[Collected data entries]

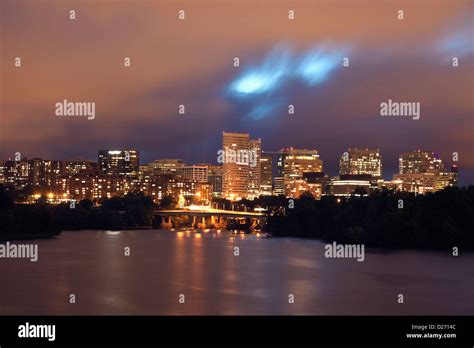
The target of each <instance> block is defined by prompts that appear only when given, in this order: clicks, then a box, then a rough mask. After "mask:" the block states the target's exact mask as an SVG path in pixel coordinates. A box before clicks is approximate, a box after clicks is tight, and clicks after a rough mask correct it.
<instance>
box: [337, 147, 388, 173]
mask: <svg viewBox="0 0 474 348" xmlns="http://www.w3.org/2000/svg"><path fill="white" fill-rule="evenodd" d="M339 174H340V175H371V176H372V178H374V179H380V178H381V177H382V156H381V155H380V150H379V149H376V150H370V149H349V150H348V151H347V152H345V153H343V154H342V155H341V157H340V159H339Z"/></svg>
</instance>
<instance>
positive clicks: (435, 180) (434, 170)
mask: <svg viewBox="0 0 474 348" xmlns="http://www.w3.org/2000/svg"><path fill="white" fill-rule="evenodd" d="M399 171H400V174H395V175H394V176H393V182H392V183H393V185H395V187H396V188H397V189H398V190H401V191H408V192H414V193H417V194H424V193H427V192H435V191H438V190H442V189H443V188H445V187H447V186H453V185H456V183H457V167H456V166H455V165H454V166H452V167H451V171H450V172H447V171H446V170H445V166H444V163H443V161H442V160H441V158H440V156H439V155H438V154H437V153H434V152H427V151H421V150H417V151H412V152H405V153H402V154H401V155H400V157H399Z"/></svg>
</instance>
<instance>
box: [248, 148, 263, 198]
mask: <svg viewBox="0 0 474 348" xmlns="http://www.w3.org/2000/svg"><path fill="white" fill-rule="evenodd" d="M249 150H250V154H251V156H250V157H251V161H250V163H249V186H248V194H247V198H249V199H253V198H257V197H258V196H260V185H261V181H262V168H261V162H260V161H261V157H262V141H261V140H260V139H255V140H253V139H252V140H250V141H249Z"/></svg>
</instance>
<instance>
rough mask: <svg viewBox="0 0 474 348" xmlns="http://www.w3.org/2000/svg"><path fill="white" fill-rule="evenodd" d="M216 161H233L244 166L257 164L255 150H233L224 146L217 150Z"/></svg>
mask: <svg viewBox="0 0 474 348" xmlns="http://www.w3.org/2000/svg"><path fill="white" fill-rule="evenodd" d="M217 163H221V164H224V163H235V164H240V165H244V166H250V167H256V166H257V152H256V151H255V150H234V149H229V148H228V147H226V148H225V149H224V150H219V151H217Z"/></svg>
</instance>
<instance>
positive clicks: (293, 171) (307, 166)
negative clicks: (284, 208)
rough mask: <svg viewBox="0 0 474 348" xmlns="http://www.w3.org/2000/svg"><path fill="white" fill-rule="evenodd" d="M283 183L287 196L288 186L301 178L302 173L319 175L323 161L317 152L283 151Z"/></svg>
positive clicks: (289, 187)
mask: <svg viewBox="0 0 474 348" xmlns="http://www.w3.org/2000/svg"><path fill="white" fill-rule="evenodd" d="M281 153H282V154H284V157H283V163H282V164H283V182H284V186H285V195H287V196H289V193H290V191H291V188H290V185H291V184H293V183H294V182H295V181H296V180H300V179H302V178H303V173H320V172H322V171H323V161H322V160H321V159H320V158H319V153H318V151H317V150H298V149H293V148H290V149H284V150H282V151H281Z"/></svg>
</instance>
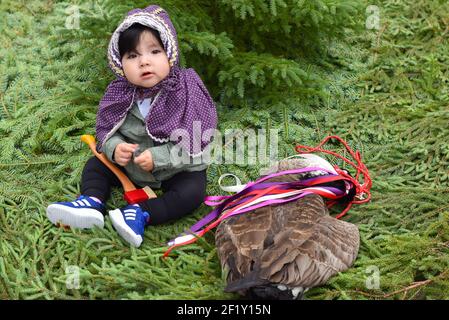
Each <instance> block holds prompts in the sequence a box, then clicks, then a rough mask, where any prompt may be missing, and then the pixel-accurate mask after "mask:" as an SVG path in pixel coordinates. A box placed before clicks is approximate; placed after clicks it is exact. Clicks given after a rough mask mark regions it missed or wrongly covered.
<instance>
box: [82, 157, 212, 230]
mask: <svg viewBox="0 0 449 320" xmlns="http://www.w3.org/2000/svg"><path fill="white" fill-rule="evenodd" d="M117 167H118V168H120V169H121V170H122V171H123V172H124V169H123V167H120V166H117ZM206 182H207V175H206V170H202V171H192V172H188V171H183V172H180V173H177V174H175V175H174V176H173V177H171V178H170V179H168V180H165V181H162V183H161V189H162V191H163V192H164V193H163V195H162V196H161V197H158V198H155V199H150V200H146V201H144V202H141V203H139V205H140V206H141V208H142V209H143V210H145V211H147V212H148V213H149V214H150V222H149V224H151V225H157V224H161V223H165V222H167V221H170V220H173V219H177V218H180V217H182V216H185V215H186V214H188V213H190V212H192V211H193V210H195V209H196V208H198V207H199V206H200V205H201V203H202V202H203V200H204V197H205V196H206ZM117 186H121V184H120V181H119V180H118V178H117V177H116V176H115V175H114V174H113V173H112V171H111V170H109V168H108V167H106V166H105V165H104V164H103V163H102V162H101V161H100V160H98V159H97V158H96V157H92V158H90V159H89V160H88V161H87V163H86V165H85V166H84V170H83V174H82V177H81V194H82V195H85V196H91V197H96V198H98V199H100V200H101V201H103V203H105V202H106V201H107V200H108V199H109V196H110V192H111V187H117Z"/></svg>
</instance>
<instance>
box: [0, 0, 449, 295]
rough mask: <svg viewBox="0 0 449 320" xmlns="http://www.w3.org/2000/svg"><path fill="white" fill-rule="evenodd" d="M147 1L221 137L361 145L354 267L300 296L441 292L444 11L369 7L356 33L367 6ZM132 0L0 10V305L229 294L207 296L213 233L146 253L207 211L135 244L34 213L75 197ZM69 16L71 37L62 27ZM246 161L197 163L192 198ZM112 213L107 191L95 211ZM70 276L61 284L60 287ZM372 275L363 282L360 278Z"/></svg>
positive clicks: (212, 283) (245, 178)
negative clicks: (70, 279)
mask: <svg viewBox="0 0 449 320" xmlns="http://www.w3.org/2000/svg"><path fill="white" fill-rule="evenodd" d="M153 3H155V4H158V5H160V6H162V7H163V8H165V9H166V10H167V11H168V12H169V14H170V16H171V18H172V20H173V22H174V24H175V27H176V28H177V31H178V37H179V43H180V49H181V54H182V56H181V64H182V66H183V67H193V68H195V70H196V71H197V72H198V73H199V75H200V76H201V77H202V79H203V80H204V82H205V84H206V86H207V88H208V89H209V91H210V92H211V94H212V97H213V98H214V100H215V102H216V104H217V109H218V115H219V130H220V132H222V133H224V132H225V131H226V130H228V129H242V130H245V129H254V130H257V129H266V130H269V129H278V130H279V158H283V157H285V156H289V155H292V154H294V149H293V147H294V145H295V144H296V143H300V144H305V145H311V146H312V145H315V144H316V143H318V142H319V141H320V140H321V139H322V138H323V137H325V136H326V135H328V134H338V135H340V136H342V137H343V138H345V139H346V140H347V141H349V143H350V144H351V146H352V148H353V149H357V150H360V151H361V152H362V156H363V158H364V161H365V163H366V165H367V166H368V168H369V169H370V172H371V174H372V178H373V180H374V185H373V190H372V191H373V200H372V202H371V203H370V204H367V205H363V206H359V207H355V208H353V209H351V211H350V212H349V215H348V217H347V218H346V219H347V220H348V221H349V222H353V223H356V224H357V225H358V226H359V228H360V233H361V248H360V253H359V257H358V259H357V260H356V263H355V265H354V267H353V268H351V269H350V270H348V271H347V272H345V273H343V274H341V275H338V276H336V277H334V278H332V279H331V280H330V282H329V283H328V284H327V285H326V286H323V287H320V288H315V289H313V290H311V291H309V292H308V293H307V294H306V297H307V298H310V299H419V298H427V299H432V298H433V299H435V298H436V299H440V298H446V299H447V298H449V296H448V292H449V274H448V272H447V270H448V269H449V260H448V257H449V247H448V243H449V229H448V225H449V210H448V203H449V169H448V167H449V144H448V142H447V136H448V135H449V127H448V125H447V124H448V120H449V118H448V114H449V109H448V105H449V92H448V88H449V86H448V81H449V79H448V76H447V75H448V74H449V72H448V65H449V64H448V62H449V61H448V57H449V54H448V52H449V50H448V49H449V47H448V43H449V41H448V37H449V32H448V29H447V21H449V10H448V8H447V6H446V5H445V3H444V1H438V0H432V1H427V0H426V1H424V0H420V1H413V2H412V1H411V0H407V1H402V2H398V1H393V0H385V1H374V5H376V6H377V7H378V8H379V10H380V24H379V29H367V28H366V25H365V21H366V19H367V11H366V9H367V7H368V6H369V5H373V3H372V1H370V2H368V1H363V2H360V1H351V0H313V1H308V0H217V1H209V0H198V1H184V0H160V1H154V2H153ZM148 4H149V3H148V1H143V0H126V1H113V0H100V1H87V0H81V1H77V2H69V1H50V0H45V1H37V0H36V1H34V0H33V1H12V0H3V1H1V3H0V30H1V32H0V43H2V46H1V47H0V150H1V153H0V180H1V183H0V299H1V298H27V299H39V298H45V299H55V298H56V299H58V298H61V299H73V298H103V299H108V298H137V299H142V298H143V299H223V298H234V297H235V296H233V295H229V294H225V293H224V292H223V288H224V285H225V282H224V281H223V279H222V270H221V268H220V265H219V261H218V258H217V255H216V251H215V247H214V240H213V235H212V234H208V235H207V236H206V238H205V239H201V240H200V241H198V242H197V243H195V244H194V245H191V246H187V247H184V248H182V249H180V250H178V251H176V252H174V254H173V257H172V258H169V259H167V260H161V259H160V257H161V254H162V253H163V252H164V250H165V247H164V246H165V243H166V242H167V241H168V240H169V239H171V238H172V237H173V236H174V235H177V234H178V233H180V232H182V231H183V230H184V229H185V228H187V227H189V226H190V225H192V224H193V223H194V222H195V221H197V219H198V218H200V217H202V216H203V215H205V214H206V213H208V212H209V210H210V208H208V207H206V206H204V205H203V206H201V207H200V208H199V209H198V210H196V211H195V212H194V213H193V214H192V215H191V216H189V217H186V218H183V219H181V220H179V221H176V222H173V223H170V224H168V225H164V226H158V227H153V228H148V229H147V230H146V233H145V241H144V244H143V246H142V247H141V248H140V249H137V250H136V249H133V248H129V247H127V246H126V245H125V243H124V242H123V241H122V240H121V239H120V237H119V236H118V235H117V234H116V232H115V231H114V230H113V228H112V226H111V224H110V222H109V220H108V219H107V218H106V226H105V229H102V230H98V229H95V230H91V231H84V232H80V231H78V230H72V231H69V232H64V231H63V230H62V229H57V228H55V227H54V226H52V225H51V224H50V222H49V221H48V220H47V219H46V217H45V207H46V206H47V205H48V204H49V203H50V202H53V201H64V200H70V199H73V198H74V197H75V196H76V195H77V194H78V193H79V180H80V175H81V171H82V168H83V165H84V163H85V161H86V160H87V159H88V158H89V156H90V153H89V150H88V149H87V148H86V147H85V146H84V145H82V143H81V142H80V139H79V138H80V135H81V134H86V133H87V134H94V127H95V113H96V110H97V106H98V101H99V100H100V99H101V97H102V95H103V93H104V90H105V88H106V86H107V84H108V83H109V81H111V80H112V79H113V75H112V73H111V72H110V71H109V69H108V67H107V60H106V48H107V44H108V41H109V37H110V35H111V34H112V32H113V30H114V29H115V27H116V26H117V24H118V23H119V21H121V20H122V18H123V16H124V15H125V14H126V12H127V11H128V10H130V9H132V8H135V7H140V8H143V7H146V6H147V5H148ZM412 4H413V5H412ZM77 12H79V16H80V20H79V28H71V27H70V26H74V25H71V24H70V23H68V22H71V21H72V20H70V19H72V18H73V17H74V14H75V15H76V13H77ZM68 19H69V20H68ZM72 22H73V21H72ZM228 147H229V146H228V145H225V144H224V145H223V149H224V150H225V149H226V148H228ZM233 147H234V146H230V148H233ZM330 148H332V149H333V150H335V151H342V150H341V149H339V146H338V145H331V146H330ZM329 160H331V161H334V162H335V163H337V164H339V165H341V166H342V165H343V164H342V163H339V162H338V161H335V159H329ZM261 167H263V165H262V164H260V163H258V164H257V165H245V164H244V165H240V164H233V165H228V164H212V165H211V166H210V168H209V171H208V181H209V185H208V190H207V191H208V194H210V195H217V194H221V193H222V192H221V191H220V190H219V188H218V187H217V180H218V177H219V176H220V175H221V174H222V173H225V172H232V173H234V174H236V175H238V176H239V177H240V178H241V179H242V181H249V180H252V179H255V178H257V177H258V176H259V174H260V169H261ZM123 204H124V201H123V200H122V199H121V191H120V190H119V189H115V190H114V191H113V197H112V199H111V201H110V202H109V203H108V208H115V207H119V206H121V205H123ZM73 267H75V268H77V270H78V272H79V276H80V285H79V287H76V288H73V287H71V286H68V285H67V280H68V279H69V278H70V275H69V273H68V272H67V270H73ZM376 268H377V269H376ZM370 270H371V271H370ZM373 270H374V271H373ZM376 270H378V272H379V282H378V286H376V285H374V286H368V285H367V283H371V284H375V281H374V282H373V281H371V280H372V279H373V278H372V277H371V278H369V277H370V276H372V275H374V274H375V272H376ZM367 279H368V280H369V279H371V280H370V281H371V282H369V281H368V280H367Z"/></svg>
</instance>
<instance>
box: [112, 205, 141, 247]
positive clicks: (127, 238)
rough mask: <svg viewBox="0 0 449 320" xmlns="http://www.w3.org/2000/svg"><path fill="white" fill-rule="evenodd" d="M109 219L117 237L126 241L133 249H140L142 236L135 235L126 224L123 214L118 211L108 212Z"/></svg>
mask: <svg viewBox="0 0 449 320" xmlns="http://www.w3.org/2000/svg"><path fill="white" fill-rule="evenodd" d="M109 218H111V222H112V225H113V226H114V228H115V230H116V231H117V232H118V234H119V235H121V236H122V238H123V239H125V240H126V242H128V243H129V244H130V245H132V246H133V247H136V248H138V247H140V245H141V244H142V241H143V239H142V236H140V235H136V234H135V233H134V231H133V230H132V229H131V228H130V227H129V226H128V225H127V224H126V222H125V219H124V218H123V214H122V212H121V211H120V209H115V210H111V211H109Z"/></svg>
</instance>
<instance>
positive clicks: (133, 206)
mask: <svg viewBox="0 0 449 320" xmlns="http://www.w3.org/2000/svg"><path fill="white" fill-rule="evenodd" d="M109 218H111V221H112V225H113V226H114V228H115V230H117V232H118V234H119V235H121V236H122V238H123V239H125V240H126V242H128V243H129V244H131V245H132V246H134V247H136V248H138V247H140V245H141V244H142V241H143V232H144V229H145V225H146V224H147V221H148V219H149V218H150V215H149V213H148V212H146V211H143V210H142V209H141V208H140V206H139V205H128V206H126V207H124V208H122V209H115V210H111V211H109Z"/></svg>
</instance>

### JOB
Locate each line above that contains the string "given" and copy every such line in full. Matching is case-sensitive.

### ANSWER SPACE
The target of each <instance> block is defined by prompts that appear only when given, in this order: clicks, then a box, then a rough mask. After "mask:" the block states the target's exact mask as an SVG path in pixel coordinates. A box before clicks is approximate, a box after clicks is tight, and clicks after a rough mask correct it.
Each <instance> block holds prompts in the sequence a box, then clicks, then a rough mask, where any prompt may be missing, and then the pixel-accurate mask after "mask:" as an SVG path in pixel coordinates. A box placed before clicks is approximate; placed after clicks it is exact. Clicks given after a rough mask mark regions it missed or wrongly covered.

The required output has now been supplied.